### Task statement
Give the entries again, exactly as they stand.

┄┄┄┄┄┄┄┄┄┄

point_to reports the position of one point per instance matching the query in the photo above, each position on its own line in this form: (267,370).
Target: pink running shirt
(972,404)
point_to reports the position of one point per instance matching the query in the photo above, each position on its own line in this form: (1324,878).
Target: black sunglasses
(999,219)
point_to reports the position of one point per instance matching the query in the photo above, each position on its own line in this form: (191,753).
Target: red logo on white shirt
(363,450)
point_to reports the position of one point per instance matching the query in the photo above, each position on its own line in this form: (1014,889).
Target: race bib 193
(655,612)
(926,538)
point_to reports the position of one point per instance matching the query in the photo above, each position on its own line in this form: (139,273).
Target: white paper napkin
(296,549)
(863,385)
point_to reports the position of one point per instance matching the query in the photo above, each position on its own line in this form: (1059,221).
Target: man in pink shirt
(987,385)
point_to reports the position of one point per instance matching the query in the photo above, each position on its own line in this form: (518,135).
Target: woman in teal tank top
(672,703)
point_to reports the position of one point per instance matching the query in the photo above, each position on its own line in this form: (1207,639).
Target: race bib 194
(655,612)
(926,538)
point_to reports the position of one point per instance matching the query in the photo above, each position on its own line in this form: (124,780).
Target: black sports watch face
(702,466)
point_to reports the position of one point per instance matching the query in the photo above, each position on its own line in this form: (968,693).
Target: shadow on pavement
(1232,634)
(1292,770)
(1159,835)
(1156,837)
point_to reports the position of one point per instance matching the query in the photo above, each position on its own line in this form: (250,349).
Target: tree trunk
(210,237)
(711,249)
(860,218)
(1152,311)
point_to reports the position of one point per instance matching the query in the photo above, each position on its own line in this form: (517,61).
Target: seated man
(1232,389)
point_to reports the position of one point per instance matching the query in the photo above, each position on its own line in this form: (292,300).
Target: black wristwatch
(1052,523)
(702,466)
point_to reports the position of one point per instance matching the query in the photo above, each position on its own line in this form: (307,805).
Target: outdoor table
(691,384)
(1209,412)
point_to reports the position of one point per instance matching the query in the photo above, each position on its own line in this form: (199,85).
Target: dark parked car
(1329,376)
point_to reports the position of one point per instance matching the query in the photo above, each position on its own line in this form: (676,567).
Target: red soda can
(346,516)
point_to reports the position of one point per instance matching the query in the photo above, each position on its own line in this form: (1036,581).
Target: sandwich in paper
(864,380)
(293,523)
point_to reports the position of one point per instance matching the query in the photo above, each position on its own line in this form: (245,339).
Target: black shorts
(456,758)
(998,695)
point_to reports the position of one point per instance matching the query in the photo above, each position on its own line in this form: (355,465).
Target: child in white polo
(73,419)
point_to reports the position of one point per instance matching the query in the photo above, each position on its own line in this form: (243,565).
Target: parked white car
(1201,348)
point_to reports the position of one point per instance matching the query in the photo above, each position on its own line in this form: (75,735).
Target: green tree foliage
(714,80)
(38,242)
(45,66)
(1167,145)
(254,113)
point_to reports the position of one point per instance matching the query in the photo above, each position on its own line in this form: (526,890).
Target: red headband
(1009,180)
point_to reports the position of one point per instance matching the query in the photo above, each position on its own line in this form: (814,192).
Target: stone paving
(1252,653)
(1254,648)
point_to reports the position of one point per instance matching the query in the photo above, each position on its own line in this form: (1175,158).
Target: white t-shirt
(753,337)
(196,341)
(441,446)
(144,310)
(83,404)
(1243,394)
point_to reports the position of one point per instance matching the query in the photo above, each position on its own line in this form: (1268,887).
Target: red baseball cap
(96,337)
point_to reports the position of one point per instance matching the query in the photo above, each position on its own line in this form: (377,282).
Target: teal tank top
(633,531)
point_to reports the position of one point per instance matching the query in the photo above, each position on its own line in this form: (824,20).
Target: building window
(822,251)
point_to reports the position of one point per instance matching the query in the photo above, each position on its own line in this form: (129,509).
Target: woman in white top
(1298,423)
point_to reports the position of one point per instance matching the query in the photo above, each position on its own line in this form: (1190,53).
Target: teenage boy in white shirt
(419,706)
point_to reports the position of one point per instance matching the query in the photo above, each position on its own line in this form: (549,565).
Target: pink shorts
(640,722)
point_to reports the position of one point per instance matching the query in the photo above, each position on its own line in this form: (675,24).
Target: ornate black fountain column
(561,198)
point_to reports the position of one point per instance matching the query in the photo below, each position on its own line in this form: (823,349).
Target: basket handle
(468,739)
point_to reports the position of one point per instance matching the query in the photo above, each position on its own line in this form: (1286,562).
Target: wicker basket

┄┄┄┄┄┄┄┄┄┄

### Result for this task
point_to reports the position of one point per instance matching the query in the photo above, each position on its own line in this form: (267,370).
Target: pink running shirt
(972,404)
point_to reports the position of one point per instance matching the query in the photo above, each position on its own line in this form: (1324,878).
Target: black sunglasses
(999,219)
point_to reports the position of one point per instance matching the query in the photo above, each position on its own line in this form: (191,753).
Target: red logo on white shirt
(363,450)
point_to reports the position of one point per instance matching the query in the photo above, each position on its own line in this form: (1014,889).
Target: race bib 193
(655,612)
(926,538)
point_to reports the position of one point per instance matching the query in the photo above, each position on its own line in this form: (139,273).
Target: white paper napkin
(296,549)
(863,385)
point_to reports the position of one point per instance matching the query in the photo above, each position on its own line in this form: (1059,221).
Target: man in pink shirt
(987,385)
point_to reports the position of one point per instance matching the query in the photo above, each position on its own line in this form: (518,135).
Target: woman in teal tank top
(672,703)
point_to reports the position of one point per instance matching the query in the photo above, each position on its own line in this form: (1207,639).
Target: race bib 194
(655,612)
(926,538)
point_to reports the position of one point per instance matching the query in the photo above, each position on its own line in this form: (124,780).
Target: black sports watch face
(702,466)
point_to reports the position of one point per instance matching the query in the photo above, each position on its own line in this form: (968,693).
Target: shadow on pavement
(1232,634)
(1292,770)
(1159,835)
(1156,837)
point_to reports the position of one point per instance matching the query in the photo above, each position on its own line in this form: (250,349).
Target: tree trunk
(210,237)
(711,249)
(860,218)
(1152,311)
point_to reports the position of one point per instance matching the query in the photo above, each position on its own line in this form: (517,61).
Target: seated man
(1232,389)
point_to reports the position of one point per instance matching the query in the photo above, each position on its own line in this form: (292,300).
Target: black wristwatch
(1052,523)
(702,466)
point_to reports the position of one point per instance matching the query in the photo above, each position on its own line in this form: (307,805).
Target: outdoor table
(691,384)
(1209,412)
point_to reports the position of one point per instance matching the query in the photo above, each position on its own line in this form: (199,85).
Target: dark parked car
(1329,376)
point_to reports the position of one point per instance matching the query in the photo above, each position on its own line in this form: (676,567).
Target: red soda can
(346,516)
point_to reports the position of one point per instance matching the query in the photo above, each position on its own line in this form: (1036,581).
Target: sandwich in paper
(864,380)
(293,523)
point_to reports the position of one point per instance matching the query in the photo above, each position on its own line in this form: (245,339).
Target: black shorts
(456,758)
(998,695)
point_to reports the position of one point per instance matching the query in the photo above, each position on its own line in this form: (355,465).
Target: child in white polo
(73,419)
point_to reports the position of one point per instance matching the query in the photo above, each position on its own line in this form: (243,565).
Target: parked white car
(1201,348)
point_to reports the position of one point per instance matching the query in the photo above, each position on its own line in this form: (75,735).
Target: green tree foliage
(714,80)
(38,242)
(45,66)
(1167,145)
(254,113)
point_to reports the position of one point per instance matching the query in the photo above, each position on its own line in this form: (526,890).
Target: red headband
(1009,180)
point_to reports the position of one point per instance matching the query in the photo above, each position on its own line in this form: (814,192).
Target: stone paving
(1252,653)
(1254,648)
point_to reports the position of one point per instance matching the query in the photo above, each position on its own line in this form: (1175,158).
Target: white t-shirt
(753,337)
(196,341)
(441,446)
(144,310)
(83,404)
(1243,394)
point_to reports the position of one point per instance matching the query in the photo above, each position on its own line in this form: (1268,887).
Target: red baseball cap
(96,337)
point_to reports the position of one point per instance matching the query in the photo above, each position on its own line in this form: (377,282).
Target: teal tank top
(633,531)
point_to reports the position of one point per instance matching the query in the photo above, each position on its own line in this form: (824,20).
Target: building window
(822,251)
point_to reports the position of one point per instance matching the query in the photo above, each position on its own line in this form: (129,509).
Target: woman in white top
(1298,423)
point_to reports the position of one point per instance matching the query in the photo above, each position on its own line in this form: (1190,53).
Target: teenage boy in white shirt
(419,706)
point_to reports the position of one point per instance matching the query in the photo above, each position on its own line in this form: (549,565).
Target: pink shorts
(640,722)
point_to reports the position of one point per instance matching the query in the photo above, each position on its own line in this form: (675,24).
Target: ornate black fountain column
(561,198)
point_to reports the position of one point per instance matching the query in the photo below, each position on its own line in this form: (823,349).
Target: basket handle
(468,739)
point_to reports the position of one point per instance matching the query in the photo above, each position on its own line in this form: (1286,562).
Target: wicker basket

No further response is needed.